Exercise objective:
Reproduce the following entries word for word, from the first line to the last.

Supplied material:
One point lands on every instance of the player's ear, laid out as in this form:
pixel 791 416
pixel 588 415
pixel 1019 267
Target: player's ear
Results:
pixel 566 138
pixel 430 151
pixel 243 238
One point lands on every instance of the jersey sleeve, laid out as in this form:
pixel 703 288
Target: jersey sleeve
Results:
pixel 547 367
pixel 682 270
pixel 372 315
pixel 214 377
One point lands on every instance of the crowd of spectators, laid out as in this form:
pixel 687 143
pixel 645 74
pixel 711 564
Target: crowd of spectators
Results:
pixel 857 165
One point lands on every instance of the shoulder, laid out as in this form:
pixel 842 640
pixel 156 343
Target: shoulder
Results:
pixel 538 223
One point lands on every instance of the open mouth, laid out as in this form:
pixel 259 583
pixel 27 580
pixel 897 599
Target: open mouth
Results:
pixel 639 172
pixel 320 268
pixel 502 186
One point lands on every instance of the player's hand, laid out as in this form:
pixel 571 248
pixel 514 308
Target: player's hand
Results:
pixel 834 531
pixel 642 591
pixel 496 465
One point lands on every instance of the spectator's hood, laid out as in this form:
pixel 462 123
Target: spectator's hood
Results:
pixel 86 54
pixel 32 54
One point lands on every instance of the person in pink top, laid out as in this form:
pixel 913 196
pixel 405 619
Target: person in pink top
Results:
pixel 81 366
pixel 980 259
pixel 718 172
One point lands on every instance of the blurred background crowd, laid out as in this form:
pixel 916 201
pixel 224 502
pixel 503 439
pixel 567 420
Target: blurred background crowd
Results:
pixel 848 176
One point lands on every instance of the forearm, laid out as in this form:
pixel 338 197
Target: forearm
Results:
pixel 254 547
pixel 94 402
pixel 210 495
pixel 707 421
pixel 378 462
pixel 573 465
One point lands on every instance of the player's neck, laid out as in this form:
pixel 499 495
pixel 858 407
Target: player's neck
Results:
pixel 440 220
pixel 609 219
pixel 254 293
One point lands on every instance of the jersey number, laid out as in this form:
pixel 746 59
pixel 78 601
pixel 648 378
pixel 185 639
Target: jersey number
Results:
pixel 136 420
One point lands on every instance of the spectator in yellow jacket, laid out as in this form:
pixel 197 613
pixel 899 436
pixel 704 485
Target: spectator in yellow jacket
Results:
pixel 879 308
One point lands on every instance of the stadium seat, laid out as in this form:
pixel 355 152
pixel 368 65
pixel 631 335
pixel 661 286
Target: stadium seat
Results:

Response for this exercise:
One point lands on every instance of the player's ear, laid out as in this form:
pixel 791 416
pixel 588 415
pixel 1019 267
Target: player's ear
Results:
pixel 566 138
pixel 430 151
pixel 243 238
One point lands on every instance of the jersey sleeve, laid out as in this form:
pixel 703 288
Target: jersey sleeve
Results:
pixel 547 367
pixel 682 270
pixel 372 315
pixel 214 377
One point lands on every instance of the crowd of spectators, laid out as in this form:
pixel 687 143
pixel 645 74
pixel 711 564
Target: crowd of spectators
Results:
pixel 857 165
One point lands on every instance of the shoulder, laid out as in this form:
pixel 842 640
pixel 156 343
Target: shoulder
Results:
pixel 538 223
One point lands on every instance of the open mouth, laid out as in this form:
pixel 259 583
pixel 27 580
pixel 897 599
Target: open mouth
Results:
pixel 639 172
pixel 320 268
pixel 502 186
One point lands on every instance of the player's hand, laid out as in this form:
pixel 571 248
pixel 514 308
Target: player's hand
Results:
pixel 834 531
pixel 642 591
pixel 496 465
One point lands on every instance of the spectator's hood, laid out as in this form:
pixel 462 123
Target: spectator's hood
Results:
pixel 86 54
pixel 32 54
One point lands on every instance of the person in pink top, laid out as in this form:
pixel 913 196
pixel 405 619
Target: person in pink top
Results:
pixel 81 366
pixel 980 259
pixel 718 172
One point lands on every instance of the blurred background crowd, laid out as in this form:
pixel 916 201
pixel 224 502
pixel 503 439
pixel 567 420
Target: blurred background crowd
Results:
pixel 848 176
One point lands on every instance of the forearm, laid out as in this form:
pixel 338 197
Target: forearm
Results:
pixel 254 547
pixel 94 402
pixel 210 495
pixel 707 421
pixel 378 462
pixel 573 465
One point lands on every instance of the player's neck, laid out as in this form:
pixel 499 495
pixel 858 407
Target: player's neck
Results:
pixel 440 220
pixel 609 219
pixel 254 293
One point lands on every instance of the jersey number, laid out as in this form:
pixel 746 59
pixel 78 601
pixel 648 378
pixel 185 639
Target: jersey number
Results:
pixel 136 420
One point lands on every instance of the spectator in yellow jacket, laid out as in this form:
pixel 197 613
pixel 899 436
pixel 704 485
Target: spectator in yellow jacket
Results:
pixel 879 308
One point lands on every instance of the stadium seat, laid out as in this form:
pixel 355 152
pixel 368 65
pixel 631 335
pixel 661 286
Target: stadium seat
Results:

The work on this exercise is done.